GOAL = Each entry below is to be given again word for word, with no pictures.

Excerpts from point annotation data
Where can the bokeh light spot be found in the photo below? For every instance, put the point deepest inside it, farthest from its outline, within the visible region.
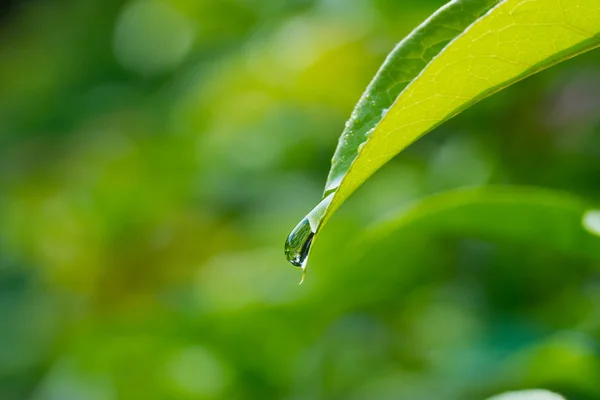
(591, 222)
(152, 37)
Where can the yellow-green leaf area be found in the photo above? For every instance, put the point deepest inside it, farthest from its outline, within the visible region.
(514, 40)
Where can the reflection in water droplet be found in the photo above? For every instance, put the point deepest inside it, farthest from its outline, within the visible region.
(591, 222)
(297, 245)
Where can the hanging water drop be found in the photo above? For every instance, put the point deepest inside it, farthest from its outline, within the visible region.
(297, 245)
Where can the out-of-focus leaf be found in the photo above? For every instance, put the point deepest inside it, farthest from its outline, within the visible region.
(515, 39)
(539, 217)
(535, 394)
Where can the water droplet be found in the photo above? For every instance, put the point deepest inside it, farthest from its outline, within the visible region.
(297, 245)
(591, 222)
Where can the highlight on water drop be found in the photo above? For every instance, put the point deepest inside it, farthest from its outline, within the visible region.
(299, 242)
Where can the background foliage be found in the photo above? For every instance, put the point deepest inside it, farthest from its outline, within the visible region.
(154, 155)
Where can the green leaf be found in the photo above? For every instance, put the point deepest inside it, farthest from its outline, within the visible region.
(485, 53)
(516, 214)
(536, 394)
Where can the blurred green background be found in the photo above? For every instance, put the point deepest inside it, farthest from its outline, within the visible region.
(154, 155)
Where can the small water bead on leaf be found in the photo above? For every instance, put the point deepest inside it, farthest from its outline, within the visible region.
(591, 222)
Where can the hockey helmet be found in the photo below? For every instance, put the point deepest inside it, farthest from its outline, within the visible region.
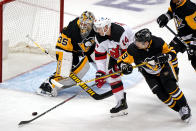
(143, 35)
(86, 23)
(101, 23)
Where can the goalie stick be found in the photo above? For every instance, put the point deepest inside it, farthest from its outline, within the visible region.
(68, 99)
(176, 35)
(89, 90)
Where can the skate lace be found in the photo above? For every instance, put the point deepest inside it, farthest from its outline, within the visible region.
(184, 110)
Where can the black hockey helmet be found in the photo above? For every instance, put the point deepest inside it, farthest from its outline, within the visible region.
(143, 35)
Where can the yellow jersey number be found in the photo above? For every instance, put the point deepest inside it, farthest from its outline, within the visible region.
(62, 40)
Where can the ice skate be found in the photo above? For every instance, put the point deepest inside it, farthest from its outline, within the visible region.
(120, 109)
(185, 113)
(46, 90)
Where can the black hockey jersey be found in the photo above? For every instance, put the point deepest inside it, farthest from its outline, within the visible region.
(156, 47)
(185, 19)
(70, 39)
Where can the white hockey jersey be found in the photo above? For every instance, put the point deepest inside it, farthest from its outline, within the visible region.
(114, 45)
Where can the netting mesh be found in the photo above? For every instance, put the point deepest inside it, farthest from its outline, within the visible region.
(37, 18)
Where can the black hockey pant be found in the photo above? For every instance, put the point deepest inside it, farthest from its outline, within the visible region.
(165, 87)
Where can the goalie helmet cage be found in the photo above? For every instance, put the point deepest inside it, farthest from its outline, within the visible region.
(37, 18)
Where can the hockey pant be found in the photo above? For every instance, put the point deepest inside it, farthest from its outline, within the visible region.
(115, 80)
(80, 69)
(179, 47)
(164, 85)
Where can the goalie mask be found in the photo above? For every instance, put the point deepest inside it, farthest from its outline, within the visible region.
(102, 25)
(86, 23)
(142, 38)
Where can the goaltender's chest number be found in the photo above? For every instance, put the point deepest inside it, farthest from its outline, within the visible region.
(62, 40)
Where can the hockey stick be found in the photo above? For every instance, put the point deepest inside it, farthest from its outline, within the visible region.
(87, 89)
(94, 79)
(68, 99)
(176, 35)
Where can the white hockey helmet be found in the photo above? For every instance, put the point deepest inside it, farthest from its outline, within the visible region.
(86, 23)
(101, 23)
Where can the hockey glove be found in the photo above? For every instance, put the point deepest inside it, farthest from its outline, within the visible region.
(178, 45)
(100, 82)
(126, 68)
(162, 20)
(164, 58)
(192, 48)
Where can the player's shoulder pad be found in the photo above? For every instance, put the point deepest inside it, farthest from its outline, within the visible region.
(132, 49)
(189, 8)
(71, 28)
(116, 32)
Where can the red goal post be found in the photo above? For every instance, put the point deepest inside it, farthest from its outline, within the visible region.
(37, 18)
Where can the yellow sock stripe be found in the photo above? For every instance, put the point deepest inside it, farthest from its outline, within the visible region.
(168, 99)
(173, 70)
(59, 63)
(179, 97)
(174, 103)
(174, 91)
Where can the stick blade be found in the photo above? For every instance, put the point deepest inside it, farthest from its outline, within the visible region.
(23, 122)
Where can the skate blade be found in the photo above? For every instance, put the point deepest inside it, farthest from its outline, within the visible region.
(121, 113)
(43, 93)
(188, 120)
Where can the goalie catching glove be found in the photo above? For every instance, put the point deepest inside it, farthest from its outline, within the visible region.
(125, 68)
(102, 81)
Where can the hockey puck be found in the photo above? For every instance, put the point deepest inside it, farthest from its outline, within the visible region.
(34, 113)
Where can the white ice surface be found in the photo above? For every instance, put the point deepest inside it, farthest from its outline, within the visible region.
(146, 112)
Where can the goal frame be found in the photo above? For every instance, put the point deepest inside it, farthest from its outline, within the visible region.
(2, 3)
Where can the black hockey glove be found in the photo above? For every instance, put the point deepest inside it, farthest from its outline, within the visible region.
(125, 68)
(192, 48)
(162, 20)
(178, 45)
(102, 81)
(164, 58)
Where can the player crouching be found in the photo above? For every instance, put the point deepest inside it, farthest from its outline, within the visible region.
(112, 40)
(74, 49)
(159, 70)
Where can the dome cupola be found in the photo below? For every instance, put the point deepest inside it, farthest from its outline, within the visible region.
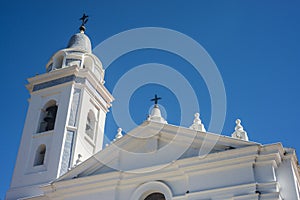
(80, 41)
(78, 54)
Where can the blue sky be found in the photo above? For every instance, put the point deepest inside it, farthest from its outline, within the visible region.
(255, 45)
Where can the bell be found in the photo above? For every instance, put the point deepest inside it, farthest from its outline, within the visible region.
(51, 114)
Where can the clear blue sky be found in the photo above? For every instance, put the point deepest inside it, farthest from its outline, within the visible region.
(255, 45)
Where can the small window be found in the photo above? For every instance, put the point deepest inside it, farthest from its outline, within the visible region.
(48, 116)
(88, 63)
(90, 124)
(40, 155)
(73, 62)
(155, 196)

EXPECTED ANSWER =
Where can the bokeh light spot be found in the photo below? For every instance, put the point deepest inside it, farthest from its outline, within the visible region.
(591, 222)
(152, 37)
Where can the yellow-green leaf area be found in the photo above? For every instance, put the point deepest inside it, farthest from its outline, within the visible region.
(514, 40)
Where can the reflection in water droplet be found in the photo above? For every instance, put the point deepest inside it, farthest from its outline, within the visible region.
(591, 222)
(297, 245)
Where can the hanging water drop be found in the photo above? For every instance, put the point deepest inside it, farthest from its outline, within the visible region.
(297, 245)
Where can the out-of-focus leaf be found in the photo above? For every instance, put the point deepest inside it, farthest from its outline, within the visible region.
(515, 39)
(539, 217)
(535, 394)
Where can the water droplet be found in the photo above? For every instance, put the point deepest inside it, farthest from its outline, within the visible region.
(297, 245)
(591, 222)
Where can the highlight on water drop be found in the photo above? For every instance, put the point deepest inside it, farthest from its outline, within the visible region.
(299, 242)
Where can the background foliage be found in the photo above? For every instance, put the point deepest inside it, farthest from its outline, within the visible region.
(154, 155)
Where can the green leaf be found in the photo above? For every instance, put the point deepest inside it, farthest from its outline, within the visible region.
(485, 53)
(516, 214)
(536, 394)
Where can the blurred green background be found in the photo above? For every instance, put the point deepest inside it, farthest from its outline, within the visible region.
(154, 155)
Where can the small water bead on leaf be found in the photo above? For every instance, put the point deepest inside it, farthest from its outline, within the visible region.
(591, 222)
Where can the hockey helmet be found in the photo below? For every instance, put the point deepest inside it, farthest from its outline, within the visible region.
(143, 35)
(86, 23)
(101, 23)
Where can the goalie stick be found in the photo above? For every instance, put the point deepest inside it, farthest from its outline, within the visible region.
(68, 99)
(176, 35)
(89, 90)
Where can the skate lace be found in the photo above? For every instance, put the point deepest inside it, farthest from its outline, within the visible region.
(184, 110)
Where can the black hockey helmet be found in the photo above? For every instance, put the point deepest inside it, farthest from its outline, within the visible region.
(143, 35)
Where can the yellow jersey number be found in the photo above? For every instance, put the point deepest inside it, farthest from its outline, within the visible region.
(62, 40)
Where can the ice skate be found in the photo above? For every instance, put the point deepest inside it, farthest from its outline, within the visible region.
(120, 109)
(185, 113)
(46, 90)
Where can the black hockey jersey be found in the photo above? For every instance, put the point deepest inside it, farthest from its outline, within the visible region.
(156, 47)
(185, 19)
(70, 39)
Where can the white hockey jersey be found in the photo above? For every instance, put the point deepest inside it, farthest from its outline, within the visible region.
(114, 45)
Where can the netting mesh be found in the photo above? For every instance, put the point deepest inside it, farthest from its outline, within the visible region.
(37, 18)
Where can the black hockey pant be found in the photo above? For every instance, put the point deepest inside it, farthest from its outline, within the visible region.
(165, 87)
Where can the goalie helmet cage be found in the photo above? For every instance, put the point deepest inside it, farthest from its outline, within the visible region.
(37, 18)
Where can the hockey pant be found in the photo above? For every instance, put the point deepest inside it, farthest from its outline, within the visible region.
(115, 80)
(80, 69)
(179, 47)
(164, 85)
Where can the goalie mask be found in the photo above? For every instance, put the point deepest inside it, farthest from its outline, within the visible region.
(102, 25)
(86, 23)
(142, 38)
Where can the goaltender's chest number be found in the photo above? For every instance, put the point deepest inside it, farthest from its outline, within the visible region.
(62, 40)
Where can the hockey stick be found in the photo above? For every instance, put the point deepest inside it, farthest from its outline, within the visible region.
(87, 89)
(94, 79)
(68, 99)
(176, 35)
Where can the white hockey helmet be found in the photo above? For every instance, put the point deepest inside it, farthest from its outline, within the visible region.
(86, 23)
(101, 23)
Where can the hockey glove be found in the photo above? For every instance, put the point deepest inside it, farthest from its outline, within the visible region.
(178, 45)
(100, 82)
(126, 68)
(162, 20)
(164, 58)
(192, 48)
Where can the player's shoulder pad be found in the photo above? For every instance, put the point deepest inside it, farthest from its outline, within the visible region.
(132, 49)
(189, 8)
(71, 28)
(116, 32)
Where can the red goal post be found in the photo above? For every instance, put the point deepest inside it, farthest from its outline, within the visible region.
(37, 18)
Where can the yellow sock stripe be found in the photo above? For every instance, put the point deepest inside it, farthest from its outline, within the visible region.
(168, 99)
(173, 70)
(59, 63)
(179, 97)
(174, 103)
(174, 91)
Where can the stick blade be found in the photo above? For every instance, put the point deepest inside it, farthest from its outline, within the visible region.
(23, 122)
Where can the skate blade be found in the photo above? For every instance, put the point deepest inside it, farthest from its outline, within the visible region.
(121, 113)
(43, 93)
(188, 120)
Where can the goalie catching glove be found in the photo above? For every instance, put the point deepest inside it, farthest from its outline, within the visible region.
(125, 68)
(102, 81)
Where can the hockey puck be found in the photo above? For every instance, put the point deepest inside it, farthest from its outline, within the visible region.
(34, 113)
Where can the white ice surface be found in the photo above? For every instance, put the point deepest inside it, farthest from its outline, within the visible region.
(146, 112)
Where can the goal frame be found in the photo above? For every instance, put the point deepest inside it, farthest from its outline, within the visible region.
(2, 3)
Where can the black hockey glove be found in the photo above? For every instance, put the point deepest inside it, farthest from its outline, within the visible region.
(125, 68)
(192, 48)
(162, 20)
(178, 45)
(102, 81)
(164, 58)
Where can the player crouching be found in the photo above? For every instance, put the point deepest inside it, farthest from its outline, within the visible region.
(112, 40)
(74, 49)
(159, 70)
Where can the dome cupola be found in the photo below? For every instance, put the point deepest inside it, farthest from its outline, within the visible region.
(80, 41)
(78, 54)
Where can the blue sky be found in the photo above? For every instance, put the point deepest inside it, farthest from its outline, within the visible region.
(255, 45)
Where can the bell be found in the photo above? For every instance, put the point deepest inside it, farthest from its outline, within the visible region.
(51, 114)
Where can the clear blue sky be found in the photo above? For every instance, put the point deepest inside it, farthest from its outline, within the visible region.
(255, 45)
Where can the small window be found in the photo above? For every instance, put the point deepest inside it, farthest from its outline, within the visible region.
(48, 116)
(88, 63)
(90, 124)
(40, 155)
(73, 62)
(155, 196)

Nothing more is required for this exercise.